USING THE INFORMATION
(A) Decide whether each statement agrees with the blog post, answering yes or no and quoting the words that decide it: (i) CJ asked for candles showing the number 11. (ii) Matt retired from teaching. (iii) The writer chose a partner at age 17.
(B) Answer these questions from the blog post:
(i) Which level of the cake must be smaller than the bottom level?
(ii) What does the writer love Matt more than?
(iii) Who walked into the room and sat down?
(C) Render the sentence "Hate and meanness affects the entire family." from the blog post in Spanish.

Following are highlights from our month on Instagram. Click here for all of the months’ pictures, thoughts and happenings.
CJ: A gay wedding cake like they talk about on the news. Make sure the top level is smaller than the bottom level. That’s how wedding cakes are, even gay ones. And, I want candles that are the number 11. That’s two ones.
Me: *spends hours trying to make a tiered gay wedding cake for my 11 year old son and ended up with this shitty looking sad ass cake*
It takes a special kind of man to be as invested in his makeup-wearing son as he is in his football-playing son. And, to retire from law enforcement and become a better primary caregiver parent than I ever was. Who knew that, at age 17, I would pick this amazing human to be my partner? He was and is my best decision. Ever. Happy birthday, Matt. I love you more than chips and salsa.
Now it involves me on the couch holding him while he cries and worries about what a group of girls in his class (Allie included) will say or do to him the next day.
“I feel so awkward and embarrassed and ashamed. I wish this wasn’t happening to me,” he cried last night. By that time I was crying along with him.
Chase walked into the room and saw us and sat down. “Do you want to talk to me about it, Buddy,” he said sweetly and softly to CJ. Chase wishes he could do more to protect his little brother. But high school is a long way from elementary school.
Hate and meanness affects the entire family. It hurts our hearts individually and as a connected unit. It makes the confident feel powerless. It makes a high school brother want to walk his fifth grade brother to and from school with his arm around him while giving dirty looks to 11-year-old girls. It makes people who sparkle feel ashamed and awkward and embarrassed.

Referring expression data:
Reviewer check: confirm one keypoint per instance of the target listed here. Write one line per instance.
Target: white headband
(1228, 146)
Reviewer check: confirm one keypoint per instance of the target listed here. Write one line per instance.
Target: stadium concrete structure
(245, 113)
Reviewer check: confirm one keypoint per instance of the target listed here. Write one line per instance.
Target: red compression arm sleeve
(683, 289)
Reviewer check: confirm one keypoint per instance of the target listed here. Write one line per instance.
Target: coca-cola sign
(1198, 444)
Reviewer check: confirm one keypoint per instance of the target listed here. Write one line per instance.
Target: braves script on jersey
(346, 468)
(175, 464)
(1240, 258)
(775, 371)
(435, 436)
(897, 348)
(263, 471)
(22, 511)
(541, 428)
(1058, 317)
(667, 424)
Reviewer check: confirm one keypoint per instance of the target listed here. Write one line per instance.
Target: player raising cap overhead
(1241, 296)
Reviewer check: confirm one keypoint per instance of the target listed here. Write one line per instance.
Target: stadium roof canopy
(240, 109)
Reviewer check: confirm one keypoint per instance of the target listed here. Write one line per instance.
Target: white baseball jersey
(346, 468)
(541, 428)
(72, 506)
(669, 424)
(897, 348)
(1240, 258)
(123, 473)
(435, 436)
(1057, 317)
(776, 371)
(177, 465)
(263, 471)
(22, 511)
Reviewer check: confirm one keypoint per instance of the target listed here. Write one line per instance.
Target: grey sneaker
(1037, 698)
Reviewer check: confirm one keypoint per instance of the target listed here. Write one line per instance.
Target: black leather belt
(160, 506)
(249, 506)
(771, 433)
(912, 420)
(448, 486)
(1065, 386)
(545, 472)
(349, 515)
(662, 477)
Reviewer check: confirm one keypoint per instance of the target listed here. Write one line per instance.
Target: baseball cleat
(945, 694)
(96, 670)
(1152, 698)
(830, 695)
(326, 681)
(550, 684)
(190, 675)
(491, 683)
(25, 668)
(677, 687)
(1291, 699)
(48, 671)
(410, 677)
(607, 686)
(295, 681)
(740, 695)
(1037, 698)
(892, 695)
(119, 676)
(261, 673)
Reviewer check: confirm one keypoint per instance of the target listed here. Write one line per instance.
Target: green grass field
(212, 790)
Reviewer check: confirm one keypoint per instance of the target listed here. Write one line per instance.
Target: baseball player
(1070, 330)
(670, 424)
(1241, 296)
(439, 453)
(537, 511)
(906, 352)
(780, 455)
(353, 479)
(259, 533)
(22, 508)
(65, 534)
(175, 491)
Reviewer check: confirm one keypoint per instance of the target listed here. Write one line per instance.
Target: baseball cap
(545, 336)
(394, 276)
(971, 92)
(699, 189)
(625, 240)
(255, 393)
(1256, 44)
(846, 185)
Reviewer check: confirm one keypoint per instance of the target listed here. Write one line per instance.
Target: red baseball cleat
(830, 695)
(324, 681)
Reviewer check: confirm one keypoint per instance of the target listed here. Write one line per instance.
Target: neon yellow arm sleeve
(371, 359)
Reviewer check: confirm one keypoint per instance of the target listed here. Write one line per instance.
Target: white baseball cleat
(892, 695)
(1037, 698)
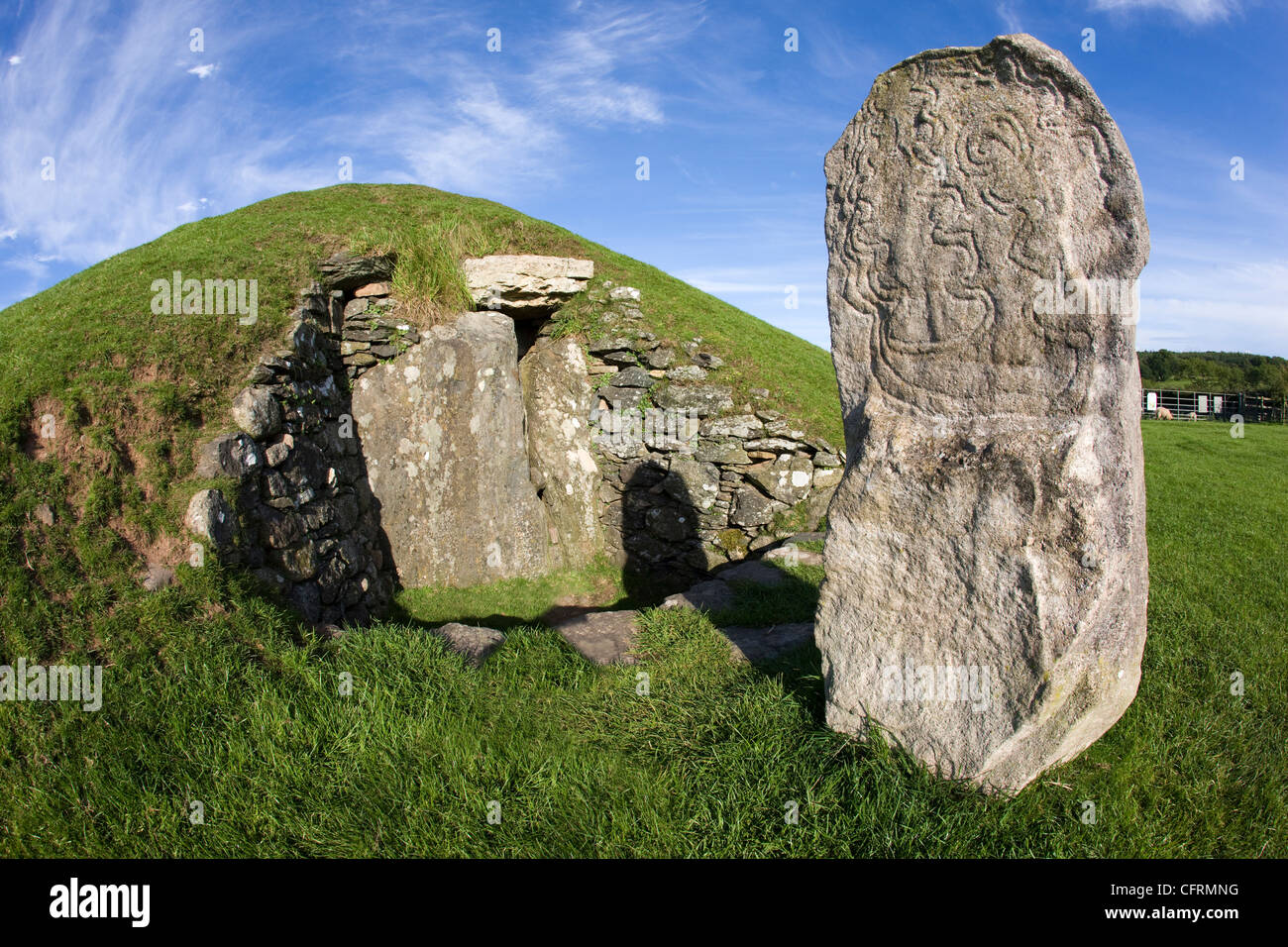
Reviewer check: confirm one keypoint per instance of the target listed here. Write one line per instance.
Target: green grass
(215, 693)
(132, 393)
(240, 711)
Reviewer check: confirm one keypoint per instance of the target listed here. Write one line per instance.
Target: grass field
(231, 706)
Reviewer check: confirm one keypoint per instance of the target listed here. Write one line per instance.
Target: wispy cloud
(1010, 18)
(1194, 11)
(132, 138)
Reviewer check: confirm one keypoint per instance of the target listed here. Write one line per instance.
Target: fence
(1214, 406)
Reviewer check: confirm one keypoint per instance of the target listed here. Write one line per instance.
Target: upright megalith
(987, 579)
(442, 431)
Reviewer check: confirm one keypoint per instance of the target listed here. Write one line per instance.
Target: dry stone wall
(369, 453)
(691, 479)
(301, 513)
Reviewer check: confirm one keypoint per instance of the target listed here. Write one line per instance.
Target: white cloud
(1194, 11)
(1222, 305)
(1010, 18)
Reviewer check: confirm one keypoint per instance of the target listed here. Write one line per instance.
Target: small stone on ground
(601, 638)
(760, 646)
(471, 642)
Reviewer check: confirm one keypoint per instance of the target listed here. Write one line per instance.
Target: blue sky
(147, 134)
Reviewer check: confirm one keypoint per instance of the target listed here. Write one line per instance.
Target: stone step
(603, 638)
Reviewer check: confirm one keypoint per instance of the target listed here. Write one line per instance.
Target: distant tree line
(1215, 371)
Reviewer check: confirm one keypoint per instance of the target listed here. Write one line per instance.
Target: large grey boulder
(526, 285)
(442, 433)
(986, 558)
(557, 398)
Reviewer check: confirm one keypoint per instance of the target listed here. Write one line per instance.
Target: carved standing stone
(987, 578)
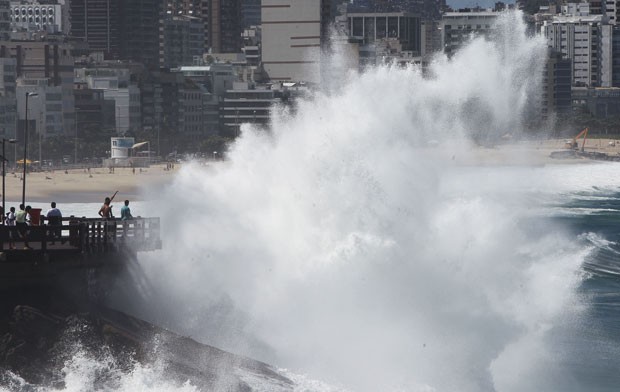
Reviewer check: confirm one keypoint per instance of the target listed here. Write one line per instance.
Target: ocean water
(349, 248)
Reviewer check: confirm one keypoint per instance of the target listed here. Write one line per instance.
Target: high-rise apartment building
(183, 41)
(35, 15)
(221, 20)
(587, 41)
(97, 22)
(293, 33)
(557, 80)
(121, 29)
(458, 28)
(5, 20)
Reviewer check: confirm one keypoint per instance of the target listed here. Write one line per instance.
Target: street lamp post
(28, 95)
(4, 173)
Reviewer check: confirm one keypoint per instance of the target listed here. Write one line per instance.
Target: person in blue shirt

RESULTS BY TASK
(A)
(i) Yes: "I want candles that are the number 11."
(ii) No: "to retire from law enforcement and become a better primary caregiver parent than I ever was."
(iii) Yes: "Who knew that, at age 17, I would pick this amazing human to be my partner?"

(B)
(i) The top level.
(ii) Chips and salsa.
(iii) Chase.

(C) El odio y la maldad afectan a toda la familia.